**Exercises to complete**
**A.** In the opinion piece on Nikki Haley, what did Haley say the President has for American troops?
**B.** From the opinion piece on Nikki Haley, rewrite the passage that begins at "If Haley’s goal" and stops after "in this light.", putting "credibility" wherever "ethos" appears.
**C.** List every person mentioned by name in the opinion piece on Nikki Haley.

**Page extract**
The most visible defender rushed to the President’s aid on Sunday. Former South Carolina governor Nikki Haley, upon learning that Joe Biden’s camp would be using Trump’s quotes as fodder for a campaign video, said that the President has “tremendous love and respect” for American troops. 

Former Governor Haley was once touted as a rising star within the Republican Party, and so it may seem shocking that she would choose this particular moment to defend Trump. There are few opportunities, after all, that are as ripe for distancing as this one. What But what Haley’s comments show are that Republicans have actually learned something from this Trumpian era, like Pavlov’s dogs. It seems her drooling, power-hungry reaction betrays not a true belief that the president loves our troops, but, rather, a true belief that that Republicans will not be penalized for saying even the most disgusting, most outlandish things. Trump certainly hasn’t been.

If Haley’s goal is to be president someday (and many would argue that this is, in fact, her ultimate goal), she might as well toss out any semblance of ethos she once claimed to possess. As of 2016, ethos doesn’t matter. A president can show disdain for the troops without consequence. A political strategy of supporting said president is not necessarily a losing one, cast in this light.

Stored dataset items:
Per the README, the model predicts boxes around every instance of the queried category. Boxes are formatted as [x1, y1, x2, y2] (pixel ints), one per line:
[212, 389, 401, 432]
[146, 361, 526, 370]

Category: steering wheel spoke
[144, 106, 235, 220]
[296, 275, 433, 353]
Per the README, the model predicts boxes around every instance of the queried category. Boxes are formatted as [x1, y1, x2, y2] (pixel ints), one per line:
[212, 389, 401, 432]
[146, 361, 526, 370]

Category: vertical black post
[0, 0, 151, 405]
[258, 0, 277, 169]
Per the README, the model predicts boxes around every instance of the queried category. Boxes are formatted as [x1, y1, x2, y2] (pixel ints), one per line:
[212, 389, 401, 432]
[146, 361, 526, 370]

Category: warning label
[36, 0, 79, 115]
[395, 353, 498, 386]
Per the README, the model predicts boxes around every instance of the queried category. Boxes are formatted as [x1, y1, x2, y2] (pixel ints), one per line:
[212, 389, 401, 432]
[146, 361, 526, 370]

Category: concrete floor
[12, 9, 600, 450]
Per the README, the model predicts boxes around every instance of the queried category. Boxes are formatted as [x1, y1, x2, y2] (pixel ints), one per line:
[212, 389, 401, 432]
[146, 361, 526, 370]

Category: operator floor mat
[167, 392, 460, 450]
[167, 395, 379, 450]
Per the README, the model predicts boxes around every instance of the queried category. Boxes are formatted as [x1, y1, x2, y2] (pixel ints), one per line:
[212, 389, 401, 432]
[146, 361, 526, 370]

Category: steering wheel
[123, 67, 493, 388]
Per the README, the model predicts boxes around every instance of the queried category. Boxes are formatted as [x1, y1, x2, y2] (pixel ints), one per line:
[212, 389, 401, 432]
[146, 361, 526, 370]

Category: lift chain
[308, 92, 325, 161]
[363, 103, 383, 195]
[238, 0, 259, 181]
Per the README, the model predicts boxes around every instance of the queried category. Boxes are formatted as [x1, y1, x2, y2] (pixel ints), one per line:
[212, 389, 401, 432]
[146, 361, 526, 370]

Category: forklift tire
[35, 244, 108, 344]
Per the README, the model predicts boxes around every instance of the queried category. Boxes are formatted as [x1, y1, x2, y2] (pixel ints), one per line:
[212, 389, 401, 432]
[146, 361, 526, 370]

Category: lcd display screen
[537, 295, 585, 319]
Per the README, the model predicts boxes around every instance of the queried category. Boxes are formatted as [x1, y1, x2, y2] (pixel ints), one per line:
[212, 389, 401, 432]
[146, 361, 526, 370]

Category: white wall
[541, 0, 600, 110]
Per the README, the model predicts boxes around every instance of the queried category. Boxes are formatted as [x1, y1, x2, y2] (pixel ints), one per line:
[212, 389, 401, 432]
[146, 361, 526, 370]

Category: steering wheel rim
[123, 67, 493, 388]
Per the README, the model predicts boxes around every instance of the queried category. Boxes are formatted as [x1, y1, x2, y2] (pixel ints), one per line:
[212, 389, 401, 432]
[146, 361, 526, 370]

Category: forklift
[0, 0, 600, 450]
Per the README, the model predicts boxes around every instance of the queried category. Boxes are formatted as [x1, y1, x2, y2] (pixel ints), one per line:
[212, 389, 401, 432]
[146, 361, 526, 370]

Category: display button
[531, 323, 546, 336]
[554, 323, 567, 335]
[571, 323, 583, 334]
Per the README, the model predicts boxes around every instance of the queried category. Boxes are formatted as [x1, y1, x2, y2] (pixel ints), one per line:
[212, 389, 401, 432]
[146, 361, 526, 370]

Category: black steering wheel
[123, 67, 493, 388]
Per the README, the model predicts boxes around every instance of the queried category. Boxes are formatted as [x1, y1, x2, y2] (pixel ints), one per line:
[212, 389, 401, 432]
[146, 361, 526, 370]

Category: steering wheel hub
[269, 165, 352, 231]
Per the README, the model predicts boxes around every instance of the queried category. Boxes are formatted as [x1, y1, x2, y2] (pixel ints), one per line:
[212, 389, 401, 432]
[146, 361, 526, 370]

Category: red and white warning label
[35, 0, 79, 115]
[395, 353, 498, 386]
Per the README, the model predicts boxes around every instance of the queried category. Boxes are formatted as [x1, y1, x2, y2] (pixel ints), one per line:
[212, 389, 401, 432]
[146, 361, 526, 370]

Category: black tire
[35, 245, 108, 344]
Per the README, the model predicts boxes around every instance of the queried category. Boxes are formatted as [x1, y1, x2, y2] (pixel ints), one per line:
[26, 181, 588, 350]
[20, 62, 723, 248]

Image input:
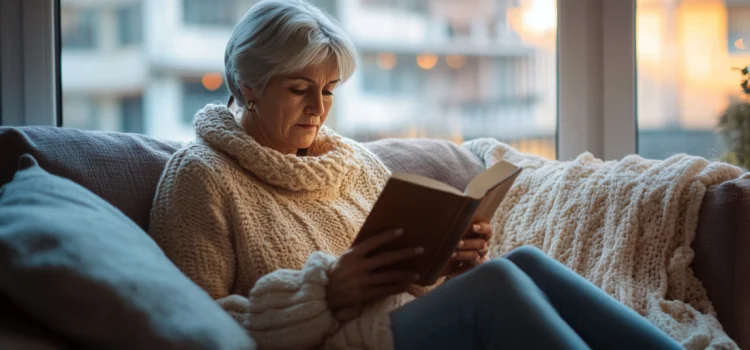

**Per-task outputs**
**A.** She said he has "tremendous love and respect" for them.

**B.**
If Haley’s goal is to be president someday (and many would argue that this is, in fact, her ultimate goal), she might as well toss out any semblance of credibility she once claimed to possess. As of 2016, credibility doesn’t matter. A president can show disdain for the troops without consequence. A political strategy of supporting said president is not necessarily a losing one, cast in this light.

**C.** Nikki Haley, Joe Biden, Trump, Pavlov